En verder:
De Vlaamse pendant van De Brandende Kwestie, Hard op de tong, startte in maart 1984 met een lezing van Frans Boenders waarin hij het Vlaamse cultuurbeleid te kijk zette met een bonte rij citaten en anekdotes uit persoonlijke ervaring. De partijpolitiek in België ‘infantiliseert elke kunstuitstraling’ betoogde hij. Nu de eerste reeks lezingen onder de titel Hard op de tong door Kritak is uitgegeven in een mooi boekje kan men in één oogopslag zien dat het Vlaamse cultuurbeleid voor veel sprekers een brandende kwestie was: ook de conservator van het Gentse Museum voor Hedendaagse kunst, Jan Hoet, had het erover, evenals Monika van Paemel, die in het bijzonder de positie van de schrijvers aansneed. Herman de Coninck toonde zich bezorgd over het oprukken van de televisiecultuur ten koste van het schrijven en lezen, wat meer moeite kost. Rudy Kousbroek had het over België als een dikke grens tussen Nederland en Frankrijk, een land dat hij intuïtief altijd als één met Nederland heeft gezien. Erik de Kuyper sprak over de liefde. Zijn lezing, samen met die van Jaap Kruithof en Jan Hoet, is wel héél kort, nog geen half uur, en in dat tijdsbestek kan men het vuurtje niet echt opstoken, zoals ook uit deze lezingen blijkt. Inleider van het boekje, Johan Wambacq, zegt dat deze lezingen een Testament van de toekomst zijn geworden: ze geven aan wat er in België op het gebied van kunst en cultuur allemaal nog moet veranderen. De diagnose is hiermee in ieder geval gesteld.

Uit te voeren opdrachten =>
a: Wie hield volgens de tekst over Hard op de tong in maart 1984 de eerste lezing van de reeks?
b: Waarom noemt Johan Wambacq de lezingen een Testament van de toekomst, volgens de tekst over Hard op de tong?
c: Schrijf de tekst over Hard op de tong verder vanaf het punt waar die ophoudt.

Aangeleverde gegevens =>
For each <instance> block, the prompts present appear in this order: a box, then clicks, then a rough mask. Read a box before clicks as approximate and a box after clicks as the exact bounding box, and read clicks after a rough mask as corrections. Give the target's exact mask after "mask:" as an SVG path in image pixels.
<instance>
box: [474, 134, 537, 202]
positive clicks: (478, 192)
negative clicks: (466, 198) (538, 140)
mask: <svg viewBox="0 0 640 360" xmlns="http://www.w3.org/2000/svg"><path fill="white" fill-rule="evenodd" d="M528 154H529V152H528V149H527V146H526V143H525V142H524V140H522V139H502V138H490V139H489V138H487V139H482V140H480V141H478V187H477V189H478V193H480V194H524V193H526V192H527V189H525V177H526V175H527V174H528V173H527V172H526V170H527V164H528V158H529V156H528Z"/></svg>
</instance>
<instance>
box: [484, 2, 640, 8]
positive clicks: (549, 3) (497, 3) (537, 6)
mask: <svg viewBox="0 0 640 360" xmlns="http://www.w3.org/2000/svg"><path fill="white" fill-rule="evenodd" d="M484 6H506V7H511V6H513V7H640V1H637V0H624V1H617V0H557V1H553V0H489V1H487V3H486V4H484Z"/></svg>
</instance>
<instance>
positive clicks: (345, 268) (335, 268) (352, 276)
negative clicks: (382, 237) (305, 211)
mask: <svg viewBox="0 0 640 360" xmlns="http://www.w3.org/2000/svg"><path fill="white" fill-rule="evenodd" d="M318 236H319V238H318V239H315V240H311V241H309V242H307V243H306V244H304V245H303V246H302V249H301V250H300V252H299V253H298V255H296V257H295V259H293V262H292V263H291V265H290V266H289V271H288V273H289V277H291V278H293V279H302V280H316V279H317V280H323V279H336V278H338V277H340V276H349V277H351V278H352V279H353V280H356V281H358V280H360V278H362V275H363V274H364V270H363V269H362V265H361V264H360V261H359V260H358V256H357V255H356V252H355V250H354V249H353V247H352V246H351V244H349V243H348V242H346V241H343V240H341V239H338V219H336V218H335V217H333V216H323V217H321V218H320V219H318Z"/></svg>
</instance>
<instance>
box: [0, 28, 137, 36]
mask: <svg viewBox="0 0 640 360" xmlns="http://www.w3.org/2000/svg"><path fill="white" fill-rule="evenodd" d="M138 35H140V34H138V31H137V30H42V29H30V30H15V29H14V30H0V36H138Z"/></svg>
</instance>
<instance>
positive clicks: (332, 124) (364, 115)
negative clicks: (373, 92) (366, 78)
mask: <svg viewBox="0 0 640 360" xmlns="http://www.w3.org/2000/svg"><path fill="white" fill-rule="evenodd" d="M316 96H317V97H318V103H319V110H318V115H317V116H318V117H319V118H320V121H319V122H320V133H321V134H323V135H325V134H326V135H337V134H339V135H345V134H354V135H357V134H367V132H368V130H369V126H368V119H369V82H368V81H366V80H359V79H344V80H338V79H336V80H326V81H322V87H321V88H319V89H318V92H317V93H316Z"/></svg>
* * *
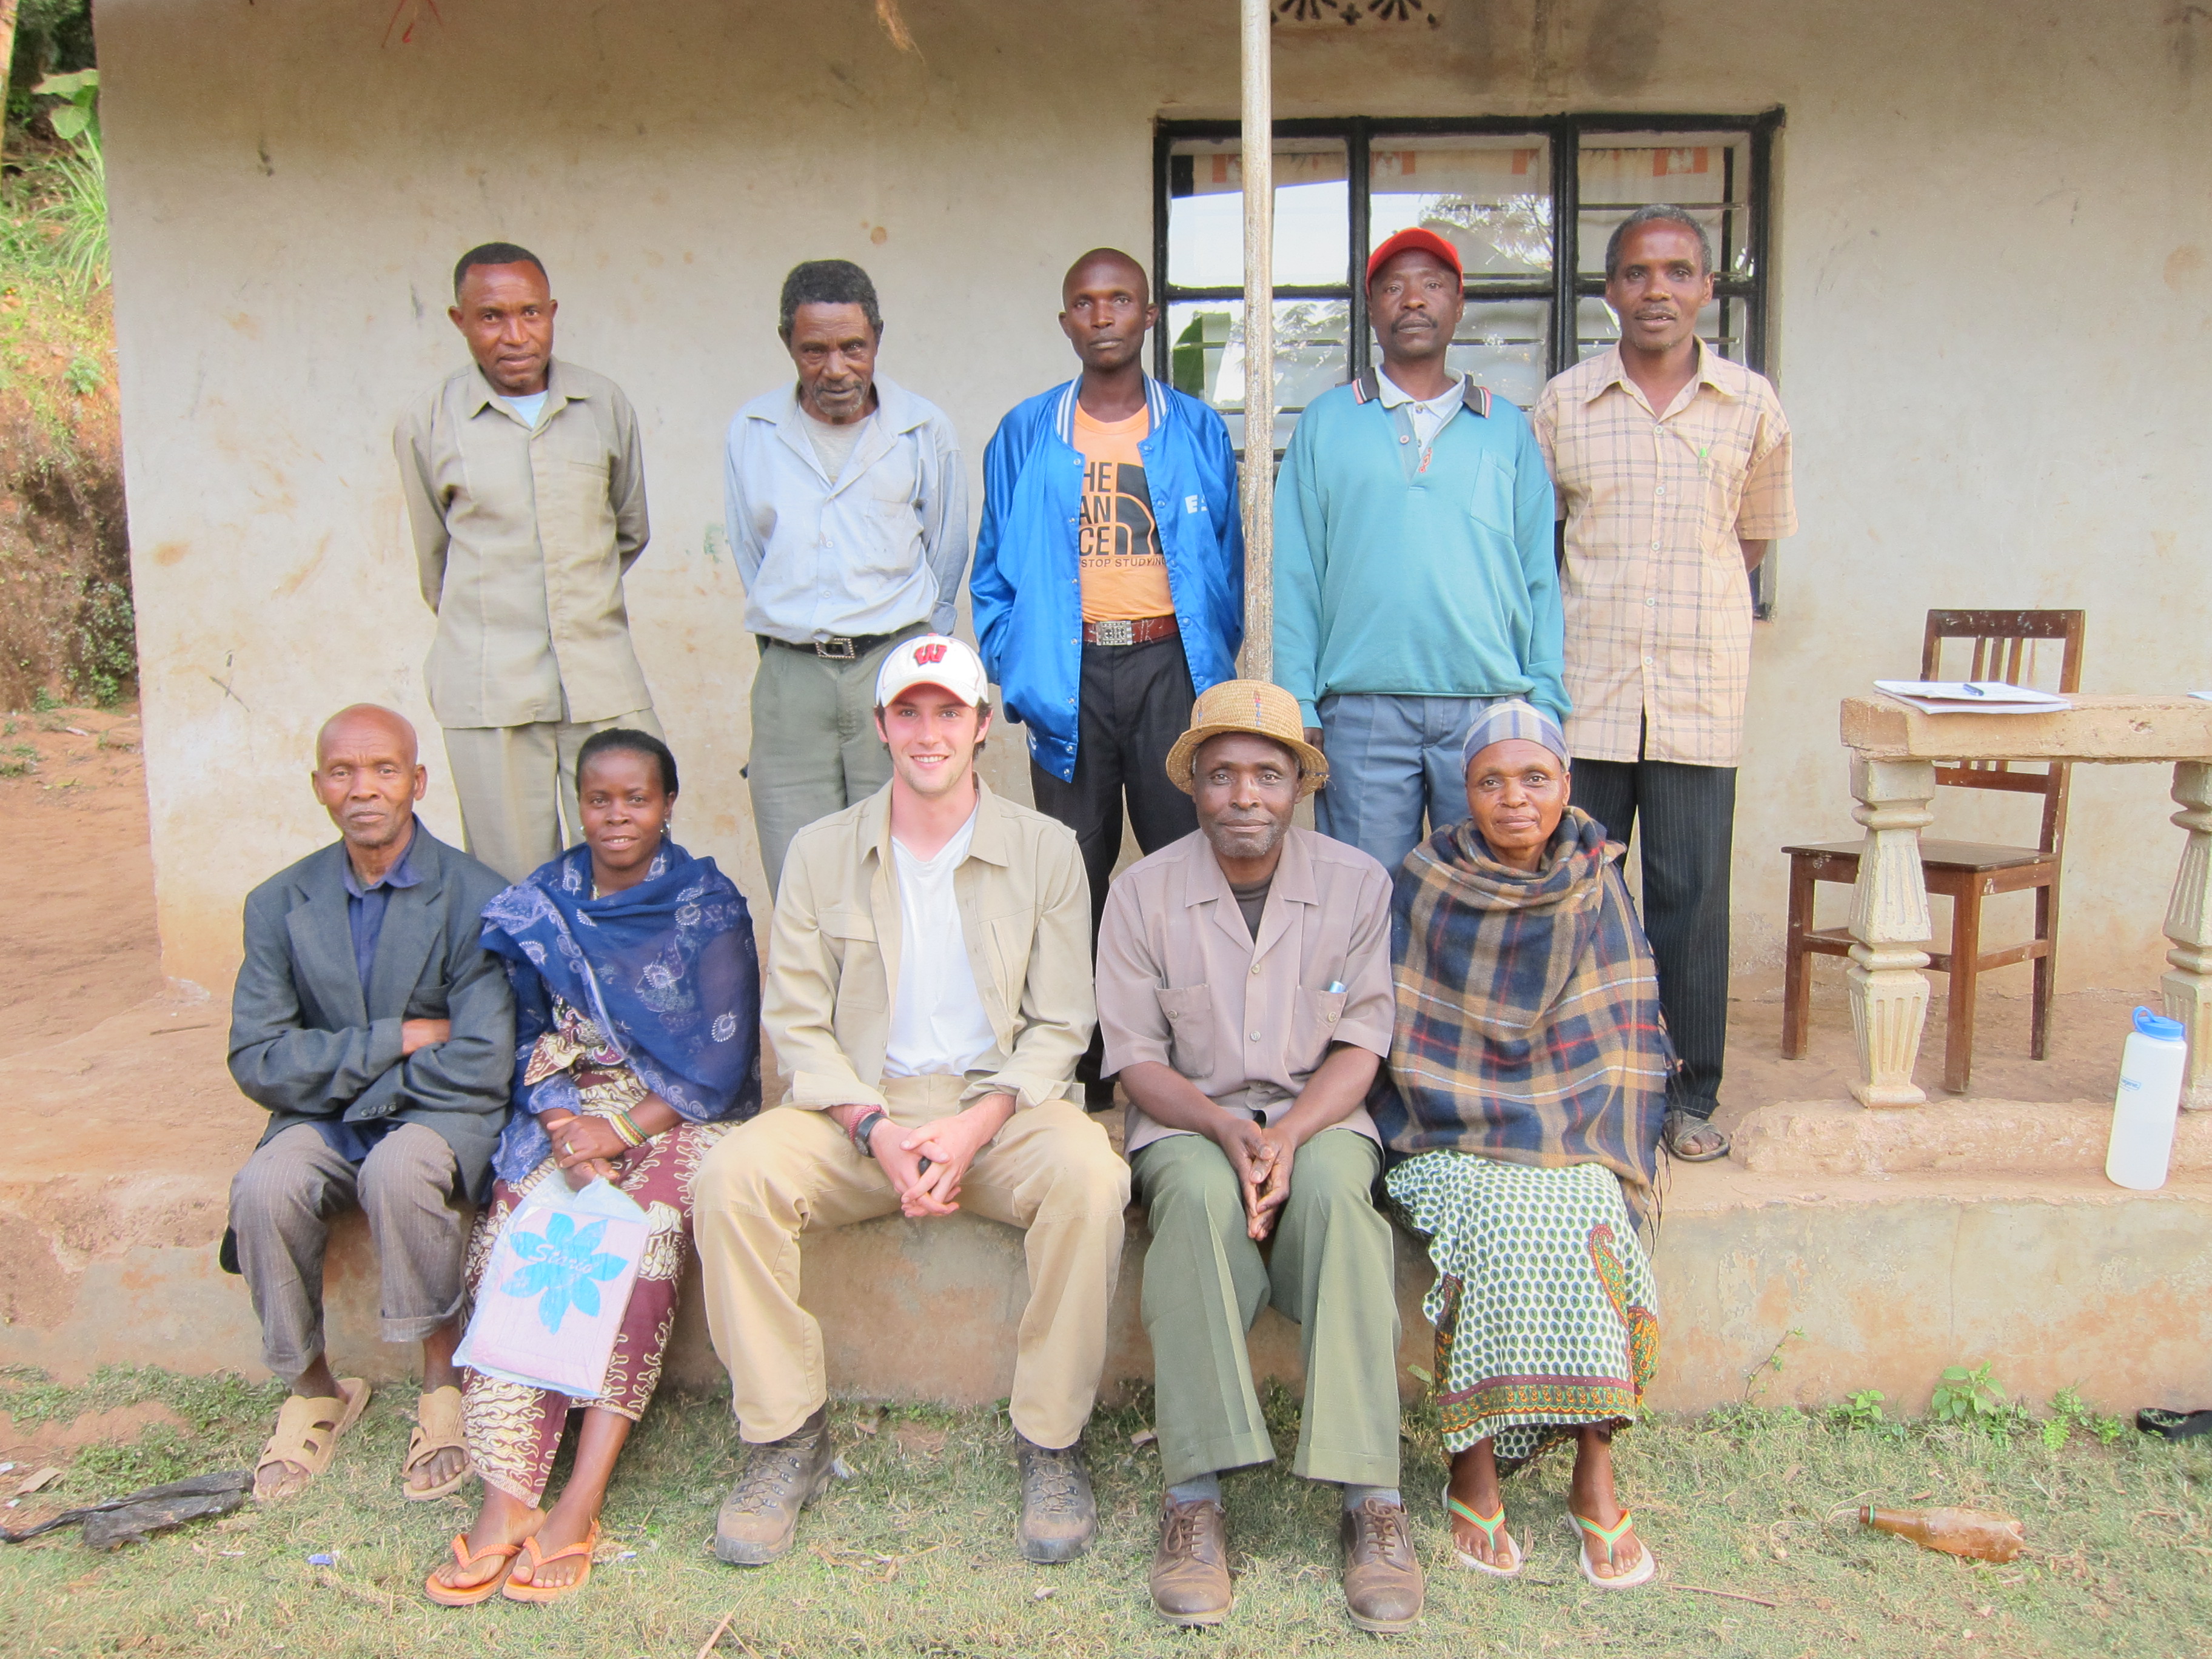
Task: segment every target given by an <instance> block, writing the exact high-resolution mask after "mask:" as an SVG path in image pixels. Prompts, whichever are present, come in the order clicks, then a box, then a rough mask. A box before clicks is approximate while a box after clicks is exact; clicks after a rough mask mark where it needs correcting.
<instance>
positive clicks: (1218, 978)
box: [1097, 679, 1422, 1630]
==
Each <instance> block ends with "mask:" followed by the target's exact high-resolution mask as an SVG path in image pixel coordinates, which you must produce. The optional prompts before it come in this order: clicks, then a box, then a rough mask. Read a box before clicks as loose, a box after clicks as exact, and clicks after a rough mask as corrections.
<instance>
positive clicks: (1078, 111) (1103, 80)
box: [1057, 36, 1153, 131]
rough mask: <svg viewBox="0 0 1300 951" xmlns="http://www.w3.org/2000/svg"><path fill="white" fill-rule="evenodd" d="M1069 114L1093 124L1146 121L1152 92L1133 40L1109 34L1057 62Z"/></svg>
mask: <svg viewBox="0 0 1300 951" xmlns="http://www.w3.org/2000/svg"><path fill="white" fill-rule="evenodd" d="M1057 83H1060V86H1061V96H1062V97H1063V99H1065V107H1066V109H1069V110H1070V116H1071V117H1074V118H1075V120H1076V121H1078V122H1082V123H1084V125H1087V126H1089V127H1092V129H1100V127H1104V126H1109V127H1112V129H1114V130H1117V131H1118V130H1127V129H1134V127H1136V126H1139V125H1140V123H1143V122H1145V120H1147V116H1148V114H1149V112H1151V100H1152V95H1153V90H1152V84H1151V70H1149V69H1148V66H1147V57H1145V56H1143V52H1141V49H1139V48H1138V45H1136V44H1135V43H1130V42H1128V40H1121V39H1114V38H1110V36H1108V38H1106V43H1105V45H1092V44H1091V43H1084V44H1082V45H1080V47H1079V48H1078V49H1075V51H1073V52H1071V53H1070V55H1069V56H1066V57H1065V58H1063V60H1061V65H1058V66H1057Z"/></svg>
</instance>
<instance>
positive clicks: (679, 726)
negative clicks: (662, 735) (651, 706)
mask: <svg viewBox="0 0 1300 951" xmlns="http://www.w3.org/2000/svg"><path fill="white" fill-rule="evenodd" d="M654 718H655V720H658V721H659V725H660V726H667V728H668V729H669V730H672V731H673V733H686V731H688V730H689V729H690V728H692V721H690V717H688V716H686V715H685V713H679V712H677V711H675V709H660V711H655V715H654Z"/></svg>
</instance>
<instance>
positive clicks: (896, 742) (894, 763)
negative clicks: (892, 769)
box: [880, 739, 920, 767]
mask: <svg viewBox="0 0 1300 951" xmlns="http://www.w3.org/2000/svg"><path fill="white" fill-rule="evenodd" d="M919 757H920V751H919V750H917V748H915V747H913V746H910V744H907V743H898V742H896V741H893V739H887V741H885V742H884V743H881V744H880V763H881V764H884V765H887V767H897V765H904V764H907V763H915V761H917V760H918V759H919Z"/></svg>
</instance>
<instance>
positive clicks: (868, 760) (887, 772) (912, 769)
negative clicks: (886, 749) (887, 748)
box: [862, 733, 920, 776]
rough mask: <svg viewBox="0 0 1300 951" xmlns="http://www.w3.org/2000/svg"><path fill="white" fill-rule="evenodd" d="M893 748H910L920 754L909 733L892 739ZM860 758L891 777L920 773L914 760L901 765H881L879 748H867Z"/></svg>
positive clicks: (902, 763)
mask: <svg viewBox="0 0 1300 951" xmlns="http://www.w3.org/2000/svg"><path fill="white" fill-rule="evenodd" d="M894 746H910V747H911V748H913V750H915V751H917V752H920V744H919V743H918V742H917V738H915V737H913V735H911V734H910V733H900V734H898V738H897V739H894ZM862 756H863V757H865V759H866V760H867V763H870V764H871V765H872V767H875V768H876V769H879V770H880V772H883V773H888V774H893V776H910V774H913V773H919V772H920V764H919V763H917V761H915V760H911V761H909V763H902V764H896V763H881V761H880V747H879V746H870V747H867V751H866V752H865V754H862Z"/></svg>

Antwoorden per nummer =>
a: Frans Boenders.

b: De lezingen geven aan wat er in België op het gebied van kunst en cultuur allemaal nog moet veranderen.

c:
Het Engelse maandblad The Literary Review wordt gefinancierd door Mr Naim Attalah, een bemiddeld iemand die het geld voor het tijdschrift verdient met de uitgave van boeken als The Joy of Sex, dat sinds 1972 jaarlijks verkocht wordt in aantallen die liggen tussen de 80.000-100.000. Dit merkt A.N. Wilson op in zijn bespreking van het boek A Concise History of the Sex Manual in het nummer van april dat juist verschenen is. Deze kleine vertraging heeft wellicht te maken met het aantreden van Auberon Waugh, als verantwoordelijk redacteur, de rechtgeaarde zoon van Evelyn Waugh, die inmiddels een roemruchte reputatie heeft opgebouwd die voor zijn vader niet onderdoet. Waugh schrijft in zijn eerste stuk dat hij is aangezocht om The Literary Review meer abonnees te bezorgen. Hoe goed en bij de tijd het tijdschrift ook is, een grote oplage geniet het niet. Waugh is begonnen met de prijs voor een jaarabonnement vast te stellen op tien pond (was £14.95), en wijst erop dat het volgeschreven wordt door mensen die niet meer dan ‘peanuts’ krijgen voor hun bijdragen. Zijn bedoeling is ‘to spread happiness, light, common sense and joy in the language we share’. In het eerste nummer onder zijn verantwoordelijkheid lukt dat al aardig, gezien de sardonische, ironische, harde en wervende stukken van A.N. Wilson, Anthony Burgess, Val Hennessy, Margaret Forster en Peter Levi over seksualiteit, Amerikaanse best sellers, muziek, Andrea Dworkin, Anthony Powell. The Literary Review schrijft ook over films, televisie, poëzie, kunst. Het is bij de betere tijdschriftenwinkel te koop en kost f6,95.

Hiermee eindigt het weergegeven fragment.